■ GOAL ■
Rewrite the stretch of records from the line containing "the man's forehead" through the line containing "pixel 60 282", both lines included, as a numbered list with no blank lines.

■ DATASET EXTRACT ■
►

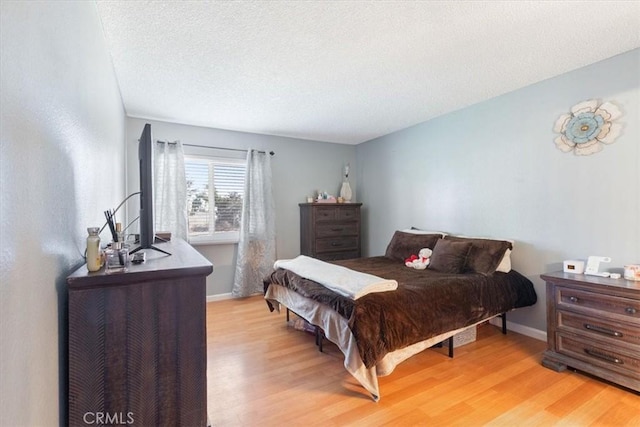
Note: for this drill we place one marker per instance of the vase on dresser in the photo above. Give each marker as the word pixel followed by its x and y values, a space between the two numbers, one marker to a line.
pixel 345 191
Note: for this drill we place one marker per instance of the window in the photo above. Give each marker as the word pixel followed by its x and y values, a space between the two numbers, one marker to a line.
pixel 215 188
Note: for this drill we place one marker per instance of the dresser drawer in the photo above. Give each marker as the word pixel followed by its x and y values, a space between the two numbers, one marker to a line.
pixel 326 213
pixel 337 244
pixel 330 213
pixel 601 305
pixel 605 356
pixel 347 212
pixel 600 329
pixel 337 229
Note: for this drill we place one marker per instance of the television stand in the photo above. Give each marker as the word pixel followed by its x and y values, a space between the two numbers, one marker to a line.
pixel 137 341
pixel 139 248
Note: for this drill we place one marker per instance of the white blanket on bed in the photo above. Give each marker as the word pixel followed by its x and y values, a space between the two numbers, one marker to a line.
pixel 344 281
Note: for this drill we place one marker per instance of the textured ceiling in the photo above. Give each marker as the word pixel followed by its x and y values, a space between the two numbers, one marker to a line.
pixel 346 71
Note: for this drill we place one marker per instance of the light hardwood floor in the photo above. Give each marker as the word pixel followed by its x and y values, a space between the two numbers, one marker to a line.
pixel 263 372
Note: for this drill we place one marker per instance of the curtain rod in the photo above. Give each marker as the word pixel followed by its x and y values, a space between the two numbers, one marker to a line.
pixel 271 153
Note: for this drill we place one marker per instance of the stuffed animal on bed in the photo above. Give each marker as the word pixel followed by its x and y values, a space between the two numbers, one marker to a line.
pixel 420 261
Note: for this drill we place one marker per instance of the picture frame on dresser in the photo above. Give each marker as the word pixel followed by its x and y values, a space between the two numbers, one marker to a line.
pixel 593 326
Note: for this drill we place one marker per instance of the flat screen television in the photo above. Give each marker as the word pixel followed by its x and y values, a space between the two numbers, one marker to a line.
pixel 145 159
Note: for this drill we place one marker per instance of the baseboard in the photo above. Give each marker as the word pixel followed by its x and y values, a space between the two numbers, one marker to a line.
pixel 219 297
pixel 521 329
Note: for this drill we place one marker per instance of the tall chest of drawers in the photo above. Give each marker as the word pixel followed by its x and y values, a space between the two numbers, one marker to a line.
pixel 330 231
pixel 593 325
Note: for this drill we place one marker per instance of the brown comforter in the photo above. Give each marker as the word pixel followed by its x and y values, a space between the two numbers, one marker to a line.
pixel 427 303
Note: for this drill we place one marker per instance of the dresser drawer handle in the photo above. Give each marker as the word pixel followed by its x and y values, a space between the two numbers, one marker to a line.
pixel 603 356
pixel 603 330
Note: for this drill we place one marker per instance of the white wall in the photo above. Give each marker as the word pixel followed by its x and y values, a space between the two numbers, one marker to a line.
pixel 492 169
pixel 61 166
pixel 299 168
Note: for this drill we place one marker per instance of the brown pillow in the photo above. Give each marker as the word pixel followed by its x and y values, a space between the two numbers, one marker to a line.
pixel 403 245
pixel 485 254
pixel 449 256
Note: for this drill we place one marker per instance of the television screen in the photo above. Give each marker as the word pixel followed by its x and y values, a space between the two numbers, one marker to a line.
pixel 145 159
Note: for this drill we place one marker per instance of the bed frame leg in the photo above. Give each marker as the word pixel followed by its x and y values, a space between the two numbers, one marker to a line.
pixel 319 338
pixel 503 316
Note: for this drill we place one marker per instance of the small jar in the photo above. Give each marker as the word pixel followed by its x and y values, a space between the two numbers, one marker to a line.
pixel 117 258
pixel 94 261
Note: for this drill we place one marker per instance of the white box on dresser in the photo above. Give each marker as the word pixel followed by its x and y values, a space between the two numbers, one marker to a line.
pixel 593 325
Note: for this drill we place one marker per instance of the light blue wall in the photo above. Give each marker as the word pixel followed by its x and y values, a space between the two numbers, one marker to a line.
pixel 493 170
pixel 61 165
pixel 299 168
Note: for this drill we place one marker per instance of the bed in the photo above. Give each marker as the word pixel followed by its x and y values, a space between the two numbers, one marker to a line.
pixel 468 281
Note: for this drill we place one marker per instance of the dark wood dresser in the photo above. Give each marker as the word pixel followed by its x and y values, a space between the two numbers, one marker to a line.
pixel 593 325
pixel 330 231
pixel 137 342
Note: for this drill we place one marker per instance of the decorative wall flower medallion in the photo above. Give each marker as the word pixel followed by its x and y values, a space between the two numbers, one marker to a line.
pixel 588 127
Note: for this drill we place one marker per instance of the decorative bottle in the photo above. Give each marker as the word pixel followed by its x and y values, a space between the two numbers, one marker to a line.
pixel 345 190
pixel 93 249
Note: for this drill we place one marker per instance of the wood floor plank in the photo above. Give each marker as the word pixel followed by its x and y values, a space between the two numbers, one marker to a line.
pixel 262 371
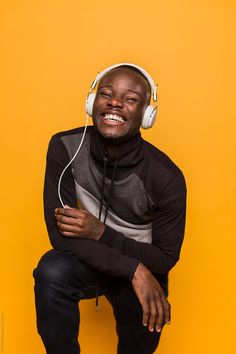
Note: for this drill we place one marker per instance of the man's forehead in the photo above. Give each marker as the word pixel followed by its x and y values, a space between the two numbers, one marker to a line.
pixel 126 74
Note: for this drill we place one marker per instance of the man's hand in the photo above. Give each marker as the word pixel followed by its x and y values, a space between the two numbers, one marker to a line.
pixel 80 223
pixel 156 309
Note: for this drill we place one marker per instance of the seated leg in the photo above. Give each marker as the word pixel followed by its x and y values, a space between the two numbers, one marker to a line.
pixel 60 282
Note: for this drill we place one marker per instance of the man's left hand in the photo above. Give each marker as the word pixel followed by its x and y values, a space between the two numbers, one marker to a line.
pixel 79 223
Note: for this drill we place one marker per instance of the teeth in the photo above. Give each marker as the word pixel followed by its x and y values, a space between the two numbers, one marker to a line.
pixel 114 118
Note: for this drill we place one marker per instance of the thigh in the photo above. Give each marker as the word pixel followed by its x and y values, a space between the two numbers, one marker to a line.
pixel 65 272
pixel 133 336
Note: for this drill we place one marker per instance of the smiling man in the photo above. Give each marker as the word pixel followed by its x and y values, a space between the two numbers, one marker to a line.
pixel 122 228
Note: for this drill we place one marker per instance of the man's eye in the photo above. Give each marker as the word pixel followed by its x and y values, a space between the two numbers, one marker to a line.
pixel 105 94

◄
►

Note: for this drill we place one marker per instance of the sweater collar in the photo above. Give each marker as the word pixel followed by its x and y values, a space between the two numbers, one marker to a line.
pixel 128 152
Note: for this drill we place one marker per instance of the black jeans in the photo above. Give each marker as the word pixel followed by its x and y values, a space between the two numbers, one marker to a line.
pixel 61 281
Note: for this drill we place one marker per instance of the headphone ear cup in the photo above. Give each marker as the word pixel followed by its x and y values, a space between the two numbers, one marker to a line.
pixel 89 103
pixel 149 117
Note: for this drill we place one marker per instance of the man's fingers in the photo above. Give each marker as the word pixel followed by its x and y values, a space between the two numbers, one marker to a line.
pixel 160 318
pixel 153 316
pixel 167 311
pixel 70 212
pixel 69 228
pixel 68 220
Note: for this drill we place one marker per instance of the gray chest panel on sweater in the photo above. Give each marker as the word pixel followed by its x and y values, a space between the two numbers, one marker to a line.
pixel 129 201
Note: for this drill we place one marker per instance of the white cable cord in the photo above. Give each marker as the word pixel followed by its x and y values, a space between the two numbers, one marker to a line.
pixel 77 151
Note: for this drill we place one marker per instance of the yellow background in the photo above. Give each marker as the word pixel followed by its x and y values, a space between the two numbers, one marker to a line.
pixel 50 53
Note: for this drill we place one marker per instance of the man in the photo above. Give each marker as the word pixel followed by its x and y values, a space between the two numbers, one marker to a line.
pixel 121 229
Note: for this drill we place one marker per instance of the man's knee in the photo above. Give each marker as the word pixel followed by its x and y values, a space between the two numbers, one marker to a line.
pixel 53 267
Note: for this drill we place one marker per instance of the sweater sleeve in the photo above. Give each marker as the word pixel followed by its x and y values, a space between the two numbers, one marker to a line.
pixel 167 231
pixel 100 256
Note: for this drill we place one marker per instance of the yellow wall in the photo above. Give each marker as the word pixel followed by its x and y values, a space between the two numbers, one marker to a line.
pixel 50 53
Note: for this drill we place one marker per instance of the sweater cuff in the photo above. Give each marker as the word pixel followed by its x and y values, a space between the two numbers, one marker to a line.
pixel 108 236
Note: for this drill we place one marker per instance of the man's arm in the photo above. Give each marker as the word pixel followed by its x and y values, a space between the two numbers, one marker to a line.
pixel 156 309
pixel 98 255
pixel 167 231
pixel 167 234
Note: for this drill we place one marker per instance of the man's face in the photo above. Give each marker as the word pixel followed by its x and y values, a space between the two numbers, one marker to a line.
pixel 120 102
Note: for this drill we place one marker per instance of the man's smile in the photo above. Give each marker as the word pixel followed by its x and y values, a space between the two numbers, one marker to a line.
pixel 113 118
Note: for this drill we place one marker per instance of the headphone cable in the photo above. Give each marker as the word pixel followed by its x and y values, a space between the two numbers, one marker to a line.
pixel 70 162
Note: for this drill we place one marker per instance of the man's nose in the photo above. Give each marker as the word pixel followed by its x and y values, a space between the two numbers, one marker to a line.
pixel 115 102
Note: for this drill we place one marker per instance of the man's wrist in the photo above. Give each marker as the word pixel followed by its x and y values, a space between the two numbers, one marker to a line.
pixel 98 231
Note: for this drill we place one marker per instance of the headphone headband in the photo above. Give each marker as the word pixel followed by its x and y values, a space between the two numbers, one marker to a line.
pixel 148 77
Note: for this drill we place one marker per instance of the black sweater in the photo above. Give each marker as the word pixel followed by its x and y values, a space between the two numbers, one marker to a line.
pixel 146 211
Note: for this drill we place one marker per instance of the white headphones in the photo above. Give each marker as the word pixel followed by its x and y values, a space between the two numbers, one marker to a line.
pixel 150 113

◄
►

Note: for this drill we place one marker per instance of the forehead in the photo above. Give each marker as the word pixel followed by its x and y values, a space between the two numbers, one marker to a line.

◄

■ RESULT FOR THIS EXERCISE ■
1. Note: for this drill we place one marker per instance of the man's forehead in the photo above. Give each marker as the word pixel followed by its x and y values, a space between the two numbers, one marker to a line.
2. pixel 126 74
3. Note: for this drill we place one marker per instance of the man's hand in the photo above. Give each marker as the word pixel followed by its x and y values, a space between the two numbers, one marker to a line.
4. pixel 80 223
5. pixel 156 309
6. Note: for this drill we place one marker per instance of the seated leg in the photo above. Give each marker as the word pixel followed by its x and y values, a space between the two numbers, one marker to a line.
7. pixel 60 282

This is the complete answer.